■ Task brief ■
Every line of the data must be set down exactly as shown.
+++ Data +++
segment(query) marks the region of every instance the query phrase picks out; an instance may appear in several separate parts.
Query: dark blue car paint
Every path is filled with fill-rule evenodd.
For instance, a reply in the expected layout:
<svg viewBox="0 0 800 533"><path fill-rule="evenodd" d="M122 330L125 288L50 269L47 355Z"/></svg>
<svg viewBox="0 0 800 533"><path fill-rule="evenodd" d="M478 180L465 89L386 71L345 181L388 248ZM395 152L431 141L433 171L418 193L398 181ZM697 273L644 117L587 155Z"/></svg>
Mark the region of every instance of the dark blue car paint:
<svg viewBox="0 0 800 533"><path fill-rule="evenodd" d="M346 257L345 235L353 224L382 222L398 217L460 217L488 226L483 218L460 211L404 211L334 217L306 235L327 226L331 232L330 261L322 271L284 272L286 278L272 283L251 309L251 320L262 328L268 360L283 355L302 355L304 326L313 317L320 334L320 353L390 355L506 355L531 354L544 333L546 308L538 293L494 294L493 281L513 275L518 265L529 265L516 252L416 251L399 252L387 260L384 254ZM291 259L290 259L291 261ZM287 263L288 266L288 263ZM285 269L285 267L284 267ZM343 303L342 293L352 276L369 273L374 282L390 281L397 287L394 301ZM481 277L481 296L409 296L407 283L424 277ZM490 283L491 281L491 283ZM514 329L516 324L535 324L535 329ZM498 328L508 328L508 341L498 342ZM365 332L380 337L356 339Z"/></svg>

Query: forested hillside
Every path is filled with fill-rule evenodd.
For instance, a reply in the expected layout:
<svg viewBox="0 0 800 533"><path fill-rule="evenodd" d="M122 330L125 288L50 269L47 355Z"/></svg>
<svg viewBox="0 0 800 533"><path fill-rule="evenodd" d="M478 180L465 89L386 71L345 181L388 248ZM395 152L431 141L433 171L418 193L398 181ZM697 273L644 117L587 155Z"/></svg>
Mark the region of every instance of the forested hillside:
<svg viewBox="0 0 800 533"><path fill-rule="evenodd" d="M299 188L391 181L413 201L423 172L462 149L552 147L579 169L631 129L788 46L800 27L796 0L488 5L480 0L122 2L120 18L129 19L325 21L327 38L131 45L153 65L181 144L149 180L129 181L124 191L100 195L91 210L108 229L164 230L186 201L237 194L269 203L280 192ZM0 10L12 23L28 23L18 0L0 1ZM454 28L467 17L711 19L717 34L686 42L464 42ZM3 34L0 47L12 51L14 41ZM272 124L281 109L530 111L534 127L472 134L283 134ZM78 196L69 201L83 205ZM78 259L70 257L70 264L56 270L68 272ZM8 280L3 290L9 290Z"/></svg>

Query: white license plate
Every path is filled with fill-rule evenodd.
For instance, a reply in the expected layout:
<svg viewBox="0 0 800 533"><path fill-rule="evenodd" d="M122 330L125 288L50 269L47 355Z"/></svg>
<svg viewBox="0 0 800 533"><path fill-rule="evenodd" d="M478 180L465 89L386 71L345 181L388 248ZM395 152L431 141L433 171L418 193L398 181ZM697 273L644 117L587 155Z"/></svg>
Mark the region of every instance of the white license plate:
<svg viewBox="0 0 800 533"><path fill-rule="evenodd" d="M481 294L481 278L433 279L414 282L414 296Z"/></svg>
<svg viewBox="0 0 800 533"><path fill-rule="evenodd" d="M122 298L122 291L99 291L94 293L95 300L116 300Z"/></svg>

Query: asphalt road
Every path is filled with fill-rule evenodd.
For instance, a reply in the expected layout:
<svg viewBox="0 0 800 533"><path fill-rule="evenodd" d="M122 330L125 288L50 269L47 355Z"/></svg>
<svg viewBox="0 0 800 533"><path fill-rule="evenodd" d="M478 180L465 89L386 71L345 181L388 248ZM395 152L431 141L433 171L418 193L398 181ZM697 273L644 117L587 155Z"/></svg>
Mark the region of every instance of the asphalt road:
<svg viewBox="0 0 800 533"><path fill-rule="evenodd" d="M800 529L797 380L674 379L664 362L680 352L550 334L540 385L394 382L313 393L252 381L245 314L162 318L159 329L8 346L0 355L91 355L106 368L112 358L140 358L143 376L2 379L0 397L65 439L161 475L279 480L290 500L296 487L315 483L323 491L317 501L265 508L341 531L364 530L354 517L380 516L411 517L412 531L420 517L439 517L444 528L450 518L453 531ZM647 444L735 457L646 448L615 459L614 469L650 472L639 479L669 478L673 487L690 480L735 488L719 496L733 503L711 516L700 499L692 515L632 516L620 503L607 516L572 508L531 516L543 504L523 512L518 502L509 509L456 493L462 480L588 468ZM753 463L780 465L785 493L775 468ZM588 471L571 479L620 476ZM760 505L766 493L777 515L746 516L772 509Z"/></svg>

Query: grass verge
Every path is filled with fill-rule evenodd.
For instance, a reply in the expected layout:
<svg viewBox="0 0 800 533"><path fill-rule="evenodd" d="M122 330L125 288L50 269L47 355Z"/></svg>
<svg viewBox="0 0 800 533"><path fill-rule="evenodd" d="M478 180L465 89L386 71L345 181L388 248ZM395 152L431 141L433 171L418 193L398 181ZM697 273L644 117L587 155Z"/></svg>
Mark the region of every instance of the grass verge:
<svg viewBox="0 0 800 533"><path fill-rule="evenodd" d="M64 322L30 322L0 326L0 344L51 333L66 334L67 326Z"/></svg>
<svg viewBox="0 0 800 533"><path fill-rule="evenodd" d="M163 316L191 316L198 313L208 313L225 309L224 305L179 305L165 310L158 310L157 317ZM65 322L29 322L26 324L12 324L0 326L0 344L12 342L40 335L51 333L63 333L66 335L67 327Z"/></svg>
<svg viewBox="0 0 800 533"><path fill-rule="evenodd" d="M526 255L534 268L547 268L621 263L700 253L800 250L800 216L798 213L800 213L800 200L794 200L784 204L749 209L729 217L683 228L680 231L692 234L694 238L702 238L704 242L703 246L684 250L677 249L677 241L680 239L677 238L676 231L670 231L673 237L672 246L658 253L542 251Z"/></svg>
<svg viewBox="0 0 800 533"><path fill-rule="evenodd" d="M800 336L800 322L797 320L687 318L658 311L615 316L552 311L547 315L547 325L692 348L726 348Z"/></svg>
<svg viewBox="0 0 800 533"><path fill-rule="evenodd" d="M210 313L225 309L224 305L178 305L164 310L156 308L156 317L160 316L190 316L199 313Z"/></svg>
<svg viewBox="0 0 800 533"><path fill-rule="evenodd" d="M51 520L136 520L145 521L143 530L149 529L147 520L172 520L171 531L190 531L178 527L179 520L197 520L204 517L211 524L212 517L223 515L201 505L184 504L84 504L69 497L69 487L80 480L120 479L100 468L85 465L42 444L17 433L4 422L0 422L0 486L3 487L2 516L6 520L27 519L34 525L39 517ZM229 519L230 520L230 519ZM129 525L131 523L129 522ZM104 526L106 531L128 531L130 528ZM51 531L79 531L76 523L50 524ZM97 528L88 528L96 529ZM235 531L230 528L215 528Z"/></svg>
+++
■ Exercise response ■
segment(query) marks the region of every instance the query phrase picks out; an instance may appear in several separate parts.
Query: dark blue car paint
Every path is filled with fill-rule evenodd.
For instance, a reply in the expected layout:
<svg viewBox="0 0 800 533"><path fill-rule="evenodd" d="M122 330L125 288L50 269L47 355Z"/></svg>
<svg viewBox="0 0 800 533"><path fill-rule="evenodd" d="M478 180L465 89L386 71L345 181L388 248ZM395 152L431 141L433 171L418 193L398 181ZM697 273L644 117L587 155Z"/></svg>
Mark the region of every instance of the dark blue car paint:
<svg viewBox="0 0 800 533"><path fill-rule="evenodd" d="M346 257L345 235L353 224L382 222L398 217L460 217L488 226L483 218L460 211L404 211L334 217L306 235L327 226L331 232L330 261L322 271L284 272L286 278L272 283L251 309L251 320L262 328L268 360L283 355L302 355L304 326L313 317L320 334L320 353L390 355L506 355L531 354L544 333L546 308L538 293L494 294L493 281L513 275L518 265L529 265L516 252L416 251L399 252L387 260L384 254ZM291 259L290 259L291 261ZM287 263L288 266L288 263ZM285 269L285 267L284 267ZM343 303L342 293L352 276L369 273L374 282L390 281L397 287L394 301ZM481 277L481 296L409 296L407 283L424 277ZM490 283L491 281L491 283ZM514 329L516 324L535 324L535 329ZM498 328L508 328L508 341L498 342ZM365 332L380 337L356 339Z"/></svg>

Query: forested hillside
Every path is filled with fill-rule evenodd.
For instance, a reply in the expected layout:
<svg viewBox="0 0 800 533"><path fill-rule="evenodd" d="M122 330L125 288L50 269L47 355Z"/></svg>
<svg viewBox="0 0 800 533"><path fill-rule="evenodd" d="M478 180L465 89L386 71L345 181L388 248ZM395 152L431 141L433 171L418 193L398 181ZM697 273L644 117L587 155Z"/></svg>
Mark the region of every instance of the forested hillside:
<svg viewBox="0 0 800 533"><path fill-rule="evenodd" d="M299 188L391 181L413 201L423 172L462 149L552 147L579 169L631 129L788 46L800 27L796 0L488 5L480 0L122 2L120 18L129 19L325 21L327 38L131 45L153 65L181 144L149 180L129 181L124 191L100 195L91 210L108 229L164 230L186 201L237 194L269 203L280 192ZM0 10L12 23L28 23L18 0L0 1ZM454 28L467 17L711 19L717 34L686 42L464 42ZM3 34L0 47L12 51L14 41ZM272 124L281 109L530 111L534 127L472 134L283 134ZM78 196L69 201L83 205ZM78 259L70 257L70 264L56 270L68 272ZM8 280L3 290L9 290Z"/></svg>

Query: white license plate
Every path is filled with fill-rule evenodd.
For instance, a reply in the expected layout:
<svg viewBox="0 0 800 533"><path fill-rule="evenodd" d="M122 330L125 288L50 269L47 355Z"/></svg>
<svg viewBox="0 0 800 533"><path fill-rule="evenodd" d="M478 180L465 89L386 71L345 181L388 248ZM395 152L431 141L433 171L418 193L398 181ZM697 273L644 117L587 155Z"/></svg>
Mark the region of every instance of the white license plate:
<svg viewBox="0 0 800 533"><path fill-rule="evenodd" d="M481 294L481 278L433 279L414 282L414 296Z"/></svg>
<svg viewBox="0 0 800 533"><path fill-rule="evenodd" d="M122 298L122 291L99 291L94 293L95 300L116 300Z"/></svg>

Query: asphalt road
Every path is filled with fill-rule evenodd.
For instance, a reply in the expected layout:
<svg viewBox="0 0 800 533"><path fill-rule="evenodd" d="M122 330L125 288L50 269L47 355Z"/></svg>
<svg viewBox="0 0 800 533"><path fill-rule="evenodd" d="M478 180L465 89L386 71L345 181L388 248ZM395 152L431 141L433 171L418 193L398 181ZM697 273L644 117L587 155Z"/></svg>
Mark the region of every instance of the asphalt road:
<svg viewBox="0 0 800 533"><path fill-rule="evenodd" d="M800 529L797 380L674 379L664 362L680 352L550 334L540 385L394 382L313 393L252 381L245 314L162 318L159 329L8 346L0 355L91 355L106 368L112 358L140 358L143 376L2 379L0 397L65 439L161 475L279 480L290 500L296 487L315 483L323 491L317 501L265 508L341 531L364 530L354 517L380 516L411 517L412 531L420 517L439 517L444 528L450 518L453 531ZM647 444L735 457L646 448L615 459L614 469L650 472L639 479L669 478L673 487L690 480L735 488L719 496L733 503L711 516L700 499L692 515L632 516L620 503L607 516L572 508L531 516L543 504L523 512L518 502L509 509L456 493L462 480L588 468ZM753 463L780 465L785 493L775 468ZM588 471L571 479L620 476ZM760 505L766 493L777 515L746 516L772 509Z"/></svg>

Query: grass verge
Every path is filled with fill-rule evenodd.
For instance, a reply in the expected layout:
<svg viewBox="0 0 800 533"><path fill-rule="evenodd" d="M122 330L125 288L50 269L47 355Z"/></svg>
<svg viewBox="0 0 800 533"><path fill-rule="evenodd" d="M478 180L465 89L386 71L345 181L388 248ZM395 152L431 141L433 171L418 193L398 181ZM697 273L644 117L587 155Z"/></svg>
Mark the region of every instance of the grass verge:
<svg viewBox="0 0 800 533"><path fill-rule="evenodd" d="M64 322L30 322L0 326L0 344L51 333L66 334L67 326Z"/></svg>
<svg viewBox="0 0 800 533"><path fill-rule="evenodd" d="M163 316L191 316L198 313L208 313L225 309L224 305L179 305L165 310L158 310L157 317ZM65 322L29 322L26 324L12 324L0 326L0 344L12 342L40 335L51 333L63 333L66 335L67 327Z"/></svg>
<svg viewBox="0 0 800 533"><path fill-rule="evenodd" d="M526 255L534 268L547 268L621 263L700 253L800 250L800 216L798 213L800 213L800 200L794 200L784 204L749 209L729 217L683 228L680 231L692 234L694 238L702 238L704 242L703 246L684 250L677 249L677 241L680 239L677 238L676 231L670 231L673 237L672 246L658 253L542 251Z"/></svg>
<svg viewBox="0 0 800 533"><path fill-rule="evenodd" d="M800 336L800 322L797 320L687 318L658 311L615 316L552 311L547 315L547 325L692 348L726 348Z"/></svg>
<svg viewBox="0 0 800 533"><path fill-rule="evenodd" d="M210 313L225 309L224 305L178 305L164 310L156 308L156 317L160 316L190 316L199 313Z"/></svg>
<svg viewBox="0 0 800 533"><path fill-rule="evenodd" d="M51 520L136 520L145 521L143 530L149 529L147 520L172 520L171 531L190 531L178 527L179 520L197 520L204 517L211 524L212 517L223 515L201 505L184 504L84 504L69 497L69 487L80 480L120 479L100 468L85 465L42 444L17 433L4 422L0 422L0 486L3 487L2 516L6 520L27 519L34 525L39 517ZM229 519L230 520L230 519ZM129 525L131 523L129 522ZM104 526L106 531L128 531L130 528ZM51 531L79 531L76 523L50 524ZM97 528L88 528L96 529ZM235 531L230 528L215 528Z"/></svg>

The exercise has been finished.